> [Extract]:
[BEGIN]

By concentrating on the effects of immediate emancipation in Antigua, as opposed to their briefer treatment of
apprenticeship in
Jamaica and
Barbados, Thome and Kimball tried to prove that “the bad reports of the newspapers, spiritless as they have been compared with the [alarming] predictions, have been traceable, on the slightest inspection, not to emancipation, but to the illegal continuance of slavery, under the cover of its legal substitute [apprenticeship].”
43

James A. Thome, the son of a Kentucky slaveholder, had a genuine understanding of slaveholding culture. Like James G. Birney and a number of other Southerners, he was converted to abolitionism in 1834 by the famous debates at the
Lane Theological Seminary, near
Cincinnati, led by
Theodore Dwight Weld. Thome became an agent of the
American Anti-Slavery Society and in 1836 convinced his father to manumit the family’s slaves, an achievement that enhanced his faith in “moral suasion,” the abolitionists’ early belief that following the model of religious conversion, Southern Christians could be peacefully persuaded to recognize the sin of slaveholding.
44

Benjamin David Weber has brilliantly compared Thome’s massive handwritten manuscript with the published book, showing that Theodore Dwight Weld edited the work in a way that deemphasized religion and moral suasion and focused on the economic superiority of free labor within a context of laissez-faire individualism and harmony of interests. With Southern slaveholding readers clearly in mind, Weld welcomed the passages that demonstrated “the safety and profitability for the masters and the new mechanisms of discipline focused on inculcating inward self-control and industriousness.” The issue of the freed slaves’ incentives to work had been especially crucial in Britain. But, given Weld’s pragmatism, this also meant the deletion of Thome’s paragraphs noting the great desire of some workers to escape field labor and describing the way Antigua restricted the
blacks’ employment options in order to keep sufficient field labor on the estates. Since Kimball, an antislavery editor from New England, became seriously ill during their West Indian tour and died soon thereafter, it was Thome who really reported on their interviews and discoveries.
45

In their introduction, Thome and Kimball summarized the “established facts,” the crucial points “beyond the power of dispute or cavil” that emerged from their investigation of British emancipation in Antigua, Jamaica, and Barbados. First, that the immediate emancipation in Antigua “was not attended with any disorder whatever.” Second, that the emancipated slaves “have readily, faithfully, and efficiently worked for wages from the first” (elsewhere they stressed that free labor was less expensive and more productive, and that land values had risen). Third, that apprenticeship, which planters had never wanted as a “preparation” for freedom, was the source of the only serious difficulties, and that any “disturbance in the working of apprenticeship” was “invariably” the fault of the masters or officers charged with administering it. Fourth, that “the prejudice of caste” was “fast disappearing in the emancipated islands.” Fifth, that the planters “who have fairly made the ‘experiment,’ now greatly prefer the new system to the old.” And sixth, that the emancipated people “are perceptibly rising in the scale of civilization, morals, and religion.”

[END]

> [Excerpted records]:

[BEGIN]

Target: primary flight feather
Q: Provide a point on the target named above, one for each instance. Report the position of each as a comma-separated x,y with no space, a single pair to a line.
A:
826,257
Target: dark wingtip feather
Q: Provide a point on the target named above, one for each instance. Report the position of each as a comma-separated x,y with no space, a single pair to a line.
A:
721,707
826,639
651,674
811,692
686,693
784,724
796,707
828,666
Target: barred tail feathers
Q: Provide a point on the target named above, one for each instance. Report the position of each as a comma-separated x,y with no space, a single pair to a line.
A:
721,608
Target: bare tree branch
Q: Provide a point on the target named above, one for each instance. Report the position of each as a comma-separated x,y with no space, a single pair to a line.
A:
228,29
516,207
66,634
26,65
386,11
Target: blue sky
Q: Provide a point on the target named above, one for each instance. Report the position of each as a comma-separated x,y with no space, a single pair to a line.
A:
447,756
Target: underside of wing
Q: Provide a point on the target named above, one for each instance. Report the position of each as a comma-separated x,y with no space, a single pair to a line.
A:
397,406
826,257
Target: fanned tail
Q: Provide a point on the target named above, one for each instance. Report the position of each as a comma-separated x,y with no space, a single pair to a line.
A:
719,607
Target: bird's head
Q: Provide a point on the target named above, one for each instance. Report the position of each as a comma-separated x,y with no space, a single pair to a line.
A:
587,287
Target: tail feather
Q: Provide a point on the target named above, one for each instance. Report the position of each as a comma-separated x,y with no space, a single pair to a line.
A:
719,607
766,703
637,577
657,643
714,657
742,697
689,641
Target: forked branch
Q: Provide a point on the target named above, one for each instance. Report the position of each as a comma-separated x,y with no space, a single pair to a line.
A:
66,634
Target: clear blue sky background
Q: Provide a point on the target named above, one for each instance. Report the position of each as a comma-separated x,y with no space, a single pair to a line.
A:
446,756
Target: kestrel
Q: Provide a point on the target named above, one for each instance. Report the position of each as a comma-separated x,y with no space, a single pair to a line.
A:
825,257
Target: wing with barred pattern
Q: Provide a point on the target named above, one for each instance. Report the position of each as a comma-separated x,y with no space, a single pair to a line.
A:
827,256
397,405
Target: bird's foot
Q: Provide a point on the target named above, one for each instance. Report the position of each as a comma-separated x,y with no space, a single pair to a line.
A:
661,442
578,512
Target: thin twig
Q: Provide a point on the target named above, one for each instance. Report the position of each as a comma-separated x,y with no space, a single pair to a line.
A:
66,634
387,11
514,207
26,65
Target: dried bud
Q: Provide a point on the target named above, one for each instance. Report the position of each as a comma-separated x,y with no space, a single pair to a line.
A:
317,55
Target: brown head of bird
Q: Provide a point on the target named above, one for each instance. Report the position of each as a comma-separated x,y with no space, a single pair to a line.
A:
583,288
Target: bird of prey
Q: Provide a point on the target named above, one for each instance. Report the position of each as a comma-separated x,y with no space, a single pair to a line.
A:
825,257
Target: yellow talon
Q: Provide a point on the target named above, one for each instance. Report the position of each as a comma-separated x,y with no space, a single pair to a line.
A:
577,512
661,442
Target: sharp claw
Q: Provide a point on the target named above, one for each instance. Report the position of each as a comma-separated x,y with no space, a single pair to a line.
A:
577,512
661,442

[END]

> [Exercise set]:
[1] Shorten the paragraph of the extract that begins "James A. Thome, the son of a Kentucky slaveholder" while keeping its main facts.
[2] Quote the stretch of the extract from "James A. Thome, the" through "sin of slaveholding.".

> [In response]:
[1] James A. Thome, son of a Kentucky slaveholder, understood slaveholding culture firsthand. Like James G. Birney and other Southerners, he became an abolitionist in 1834 through the Lane Theological Seminary debates near Cincinnati, led by Theodore Dwight Weld. As an agent of the American Anti-Slavery Society, he persuaded his father in 1836 to manumit the family's slaves. This success strengthened his faith in "moral suasion," the early abolitionist belief that Southern Christians could be peacefully persuaded, in the manner of religious conversion, to recognize slaveholding as a sin.

[2]
James A. Thome, the son of a Kentucky slaveholder, had a genuine understanding of slaveholding culture. Like James G. Birney and a number of other Southerners, he was converted to abolitionism in 1834 by the famous debates at the
Lane Theological Seminary, near
Cincinnati, led by
Theodore Dwight Weld. Thome became an agent of the
American Anti-Slavery Society and in 1836 convinced his father to manumit the family’s slaves, an achievement that enhanced his faith in “moral suasion,” the abolitionists’ early belief that following the model of religious conversion, Southern Christians could be peacefully persuaded to recognize the sin of slaveholding.